### WHAT TO DO
Rewrite every line of the rows below from the line with "outline asphalt pavement" to the line with "125), (255, 135)]", keeping the text around the answers and shifting each coordinate in the answers up by 31. Leave the pictures out.

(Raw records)
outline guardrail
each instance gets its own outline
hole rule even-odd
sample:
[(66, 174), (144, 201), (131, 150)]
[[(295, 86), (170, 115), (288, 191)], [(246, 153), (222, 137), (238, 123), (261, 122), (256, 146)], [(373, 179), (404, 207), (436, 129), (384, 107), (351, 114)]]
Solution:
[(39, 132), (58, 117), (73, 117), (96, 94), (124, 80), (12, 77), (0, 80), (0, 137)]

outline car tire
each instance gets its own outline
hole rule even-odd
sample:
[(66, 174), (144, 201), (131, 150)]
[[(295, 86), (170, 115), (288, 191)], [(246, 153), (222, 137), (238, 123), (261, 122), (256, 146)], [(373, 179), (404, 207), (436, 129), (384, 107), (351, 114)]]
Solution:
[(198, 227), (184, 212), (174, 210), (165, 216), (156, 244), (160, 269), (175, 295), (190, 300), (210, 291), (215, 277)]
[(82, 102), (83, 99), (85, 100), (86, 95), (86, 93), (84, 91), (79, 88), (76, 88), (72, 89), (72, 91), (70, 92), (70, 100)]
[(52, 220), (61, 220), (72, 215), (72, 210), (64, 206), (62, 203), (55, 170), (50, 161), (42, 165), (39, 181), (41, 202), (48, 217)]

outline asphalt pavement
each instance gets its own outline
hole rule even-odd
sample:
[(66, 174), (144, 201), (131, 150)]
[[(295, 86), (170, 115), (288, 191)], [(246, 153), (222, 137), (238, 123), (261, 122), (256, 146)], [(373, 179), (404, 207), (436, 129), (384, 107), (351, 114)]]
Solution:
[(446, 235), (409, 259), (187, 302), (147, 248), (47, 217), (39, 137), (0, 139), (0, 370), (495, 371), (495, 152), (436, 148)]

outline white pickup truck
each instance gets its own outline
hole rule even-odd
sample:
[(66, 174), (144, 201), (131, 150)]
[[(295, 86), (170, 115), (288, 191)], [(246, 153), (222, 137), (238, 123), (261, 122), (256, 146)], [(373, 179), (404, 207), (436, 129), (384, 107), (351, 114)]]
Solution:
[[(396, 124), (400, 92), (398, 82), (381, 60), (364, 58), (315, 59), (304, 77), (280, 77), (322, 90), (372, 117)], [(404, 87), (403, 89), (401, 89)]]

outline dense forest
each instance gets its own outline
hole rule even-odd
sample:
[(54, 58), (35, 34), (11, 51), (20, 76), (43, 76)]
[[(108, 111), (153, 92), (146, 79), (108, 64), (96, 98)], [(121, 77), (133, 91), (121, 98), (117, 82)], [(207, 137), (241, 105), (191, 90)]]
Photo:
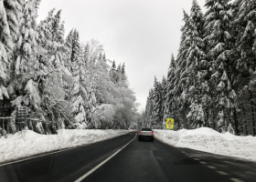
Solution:
[(0, 0), (0, 136), (15, 133), (16, 108), (27, 106), (27, 127), (128, 128), (136, 119), (124, 64), (106, 58), (97, 40), (65, 37), (61, 10), (37, 23), (40, 0)]
[(256, 1), (193, 0), (178, 54), (149, 90), (141, 125), (255, 135)]

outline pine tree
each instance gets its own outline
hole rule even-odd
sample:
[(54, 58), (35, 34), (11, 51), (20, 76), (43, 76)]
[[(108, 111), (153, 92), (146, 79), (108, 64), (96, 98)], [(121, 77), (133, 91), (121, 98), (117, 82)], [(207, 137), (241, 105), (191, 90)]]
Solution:
[[(186, 77), (186, 75), (183, 74), (186, 73), (187, 69), (187, 52), (189, 50), (189, 45), (187, 43), (187, 32), (189, 31), (189, 24), (190, 24), (190, 17), (189, 15), (183, 11), (184, 13), (184, 18), (183, 21), (185, 22), (184, 25), (181, 28), (181, 40), (180, 40), (180, 46), (178, 49), (178, 55), (176, 57), (176, 74), (174, 76), (174, 88), (173, 88), (173, 96), (175, 97), (175, 113), (177, 116), (178, 118), (180, 118), (184, 123), (187, 124), (187, 107), (188, 103), (186, 99), (186, 96), (187, 95), (187, 88), (186, 88), (186, 86), (187, 84), (187, 80)], [(180, 79), (180, 77), (183, 77)]]
[(112, 70), (115, 70), (115, 69), (116, 69), (116, 66), (115, 66), (115, 62), (114, 62), (114, 60), (113, 60), (113, 62), (112, 62)]
[(60, 28), (60, 13), (61, 9), (57, 12), (52, 21), (52, 39), (55, 41), (57, 41), (59, 38), (58, 35)]
[(187, 32), (186, 45), (189, 46), (187, 52), (186, 69), (181, 72), (181, 79), (186, 80), (184, 88), (186, 90), (185, 99), (190, 107), (187, 117), (192, 122), (192, 126), (206, 126), (206, 115), (204, 113), (202, 97), (202, 84), (207, 70), (203, 70), (207, 65), (204, 53), (204, 42), (202, 39), (202, 12), (196, 0), (193, 1), (191, 8), (191, 19), (189, 28)]
[(162, 125), (162, 86), (161, 83), (155, 76), (154, 91), (153, 91), (153, 123), (157, 126)]
[[(208, 42), (207, 56), (210, 60), (213, 87), (213, 106), (218, 114), (218, 126), (221, 131), (229, 131), (236, 120), (237, 95), (232, 86), (233, 67), (230, 62), (232, 54), (232, 14), (229, 0), (208, 0), (205, 15), (205, 40)], [(235, 121), (237, 123), (237, 121)]]
[(79, 58), (80, 47), (80, 35), (79, 35), (79, 32), (75, 29), (73, 33), (73, 41), (72, 41), (71, 57), (70, 57), (72, 63), (74, 63)]
[(152, 124), (154, 123), (153, 121), (153, 107), (154, 107), (154, 103), (153, 103), (153, 89), (151, 88), (149, 90), (149, 95), (147, 96), (146, 100), (146, 106), (145, 106), (145, 126), (144, 127), (151, 127)]

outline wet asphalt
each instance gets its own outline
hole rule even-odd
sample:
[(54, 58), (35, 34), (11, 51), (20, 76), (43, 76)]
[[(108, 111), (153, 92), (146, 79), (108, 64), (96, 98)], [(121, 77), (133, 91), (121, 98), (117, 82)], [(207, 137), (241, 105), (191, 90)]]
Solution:
[(157, 139), (154, 142), (139, 141), (136, 132), (133, 132), (74, 149), (0, 166), (0, 182), (75, 181), (131, 140), (128, 146), (82, 181), (256, 181), (255, 162), (176, 148)]

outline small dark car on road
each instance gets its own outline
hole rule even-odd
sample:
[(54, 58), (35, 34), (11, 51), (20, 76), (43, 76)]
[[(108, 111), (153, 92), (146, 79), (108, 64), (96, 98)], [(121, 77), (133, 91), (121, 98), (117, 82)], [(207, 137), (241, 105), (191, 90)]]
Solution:
[(141, 128), (139, 131), (138, 140), (151, 139), (154, 141), (154, 131), (151, 128)]

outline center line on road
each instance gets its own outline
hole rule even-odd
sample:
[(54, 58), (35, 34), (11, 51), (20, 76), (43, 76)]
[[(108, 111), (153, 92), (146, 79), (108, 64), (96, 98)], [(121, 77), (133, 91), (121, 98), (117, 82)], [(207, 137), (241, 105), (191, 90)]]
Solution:
[(194, 158), (195, 160), (200, 160), (199, 158)]
[(82, 179), (84, 179), (85, 177), (87, 177), (89, 175), (91, 175), (91, 173), (93, 173), (95, 170), (97, 170), (100, 167), (101, 167), (103, 164), (105, 164), (106, 162), (108, 162), (112, 157), (113, 157), (115, 155), (117, 155), (122, 149), (123, 149), (126, 146), (128, 146), (132, 141), (133, 141), (137, 136), (137, 134), (135, 136), (135, 137), (133, 139), (132, 139), (130, 142), (128, 142), (125, 146), (123, 146), (121, 149), (117, 150), (113, 155), (112, 155), (110, 157), (108, 157), (107, 159), (105, 159), (103, 162), (101, 162), (101, 164), (99, 164), (97, 167), (95, 167), (94, 168), (91, 169), (89, 172), (87, 172), (85, 175), (83, 175), (82, 177), (80, 177), (79, 179), (75, 180), (75, 182), (80, 182)]
[(234, 182), (244, 182), (244, 181), (242, 181), (240, 179), (238, 179), (238, 178), (230, 178), (230, 179)]
[(228, 173), (225, 173), (225, 172), (223, 172), (223, 171), (216, 171), (216, 172), (218, 172), (218, 173), (220, 174), (220, 175), (229, 175)]

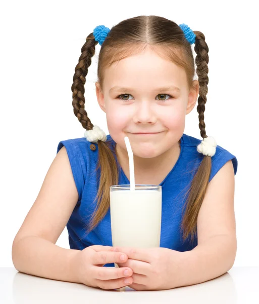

### ANSWER
outline asphalt pavement
each instance gets its own outline
hole rule even-odd
sample:
[(66, 174), (144, 201), (131, 150)]
[[(295, 86), (170, 115), (288, 191)], [(246, 153), (222, 137), (238, 123), (261, 122), (256, 146)], [(373, 179), (404, 207), (436, 129), (384, 107), (351, 114)]]
Solution:
[(477, 266), (440, 290), (218, 333), (178, 279), (78, 248), (70, 168), (31, 170), (31, 401), (526, 402), (526, 183), (467, 179)]

outline white pickup truck
each instance gets its own outline
hole rule even-odd
sample:
[(66, 174), (144, 201), (131, 150)]
[[(295, 86), (170, 115), (288, 191)], [(246, 153), (222, 137), (238, 123), (261, 122), (256, 146)], [(373, 179), (404, 207), (436, 129), (384, 107), (351, 114)]]
Solution:
[[(427, 155), (431, 123), (429, 113), (412, 91), (395, 89), (346, 90), (335, 108), (311, 108), (353, 121), (403, 148)], [(435, 118), (434, 120), (432, 120)]]

outline dense forest
each instance gets its own outline
hole rule even-odd
sample:
[(54, 58), (35, 34), (11, 51), (20, 76), (43, 76)]
[[(108, 111), (153, 92), (146, 79), (108, 64), (96, 98)], [(121, 77), (133, 91), (121, 98), (117, 82)], [(207, 137), (241, 105), (191, 90)]]
Photo:
Solution:
[(31, 31), (31, 167), (46, 164), (47, 139), (58, 137), (58, 158), (159, 159), (167, 150), (155, 95), (137, 89), (128, 71), (96, 68), (92, 41), (68, 54), (71, 31)]
[(287, 32), (224, 31), (209, 85), (180, 121), (172, 156), (286, 166)]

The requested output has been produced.